[Excerpts of pointing data]

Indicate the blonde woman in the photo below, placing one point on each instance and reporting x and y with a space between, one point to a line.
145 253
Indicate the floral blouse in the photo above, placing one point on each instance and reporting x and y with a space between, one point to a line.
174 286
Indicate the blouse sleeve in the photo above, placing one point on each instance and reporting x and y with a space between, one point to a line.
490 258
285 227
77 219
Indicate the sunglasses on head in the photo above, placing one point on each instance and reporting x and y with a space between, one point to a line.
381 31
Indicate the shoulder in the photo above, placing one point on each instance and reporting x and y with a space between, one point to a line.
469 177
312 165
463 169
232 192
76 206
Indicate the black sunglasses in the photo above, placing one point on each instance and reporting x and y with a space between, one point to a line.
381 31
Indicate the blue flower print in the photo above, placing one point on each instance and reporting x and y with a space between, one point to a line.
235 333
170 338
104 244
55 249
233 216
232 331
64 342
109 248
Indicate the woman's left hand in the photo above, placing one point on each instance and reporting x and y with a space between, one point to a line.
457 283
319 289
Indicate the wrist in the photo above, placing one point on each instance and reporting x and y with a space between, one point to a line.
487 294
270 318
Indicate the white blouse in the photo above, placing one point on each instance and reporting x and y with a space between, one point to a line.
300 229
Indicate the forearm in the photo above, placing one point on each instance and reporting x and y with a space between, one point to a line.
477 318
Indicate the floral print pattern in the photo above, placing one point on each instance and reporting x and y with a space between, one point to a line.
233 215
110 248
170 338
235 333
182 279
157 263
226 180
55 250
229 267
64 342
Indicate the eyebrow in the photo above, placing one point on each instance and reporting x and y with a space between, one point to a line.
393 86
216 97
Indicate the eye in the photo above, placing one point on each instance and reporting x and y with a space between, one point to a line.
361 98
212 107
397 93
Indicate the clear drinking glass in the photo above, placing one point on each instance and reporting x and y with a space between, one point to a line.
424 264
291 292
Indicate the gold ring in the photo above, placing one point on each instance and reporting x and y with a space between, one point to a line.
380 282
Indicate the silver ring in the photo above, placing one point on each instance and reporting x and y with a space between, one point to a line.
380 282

→ Problem statement
Please copy out all of the material above with every "instance" swapped for "occurrence" and nothing else altered.

→ Solved exercise
Indicate the blonde woman in the photo below, placing one point on each occurrence and reporting x and y with a space between, one point to a line.
145 253
Indicate the floral blouse in the photo above, placing one point on each occurrence and reporting x and y with a space between, one point to a line.
174 286
Indicate the blouse sleeve in the photo above, placing one point on each occurrence and reporting x and y with a space between, one point to a line.
490 258
285 227
77 219
Indicate the sunglasses on head in the photo above, placing one point on each occurrence and reporting x and y with a space between, one point to a line.
381 31
Indicate the shoulder in the photo above, placing one point on each occurrence and reporting x and y with a space between, one point to a line.
469 177
312 165
463 169
232 192
76 206
Indicate the black sunglasses in the photo above, placing one point on each occurrence and reporting x and y with a space between, one point to a line.
381 31
Indicate the blue flower print in the photo above, placing one point on each occurrence and reporting x and y with a space between, one point to a line.
235 333
170 338
104 244
55 249
233 216
232 331
64 342
109 248
Indicate the woman's left hand in the photo above, placing one point on each occurrence and reporting x and y with a space between, one point to a line.
457 283
319 289
Indicate the wrist in the photo above, placing one point on each occurrence and reporting x and y with a space between, one point to a line.
487 294
270 318
Indicate the white blouse in the photo above, placing one point on each occurrence and reporting x and y with a space between, one point to a line.
300 229
Indicate the forearm in the photo above, placing one point on each occurrence and reporting x and y with a space between, one point to a line.
477 318
Indicate the floral print pattern in the photo above, placing one point on each occurrence and reporting x and y with a space between, one point to a line.
233 215
110 248
170 338
235 333
182 279
157 263
226 180
55 250
229 267
64 342
Indicate the eyebrow in the photo above, placing one point on each occurrence and reporting x and y with a space between, one point to a line.
393 86
216 97
Indicate the eye in the photo above, placing one point on each occurrence and reporting x and y with a space between, one point to a line.
361 98
212 107
397 93
Indicate the clear drinking glass in the photo above, placing one point on each occurrence and reporting x and y with a space between, one point to a line.
424 264
291 292
Indicate the gold ring in the photo above, placing one point on each occurrence and reporting x and y with a space between, one point to a line.
380 282
Indicate the silver ring in the photo above, placing one point on each occurrence and reporting x and y with a space between, one point to a line.
380 282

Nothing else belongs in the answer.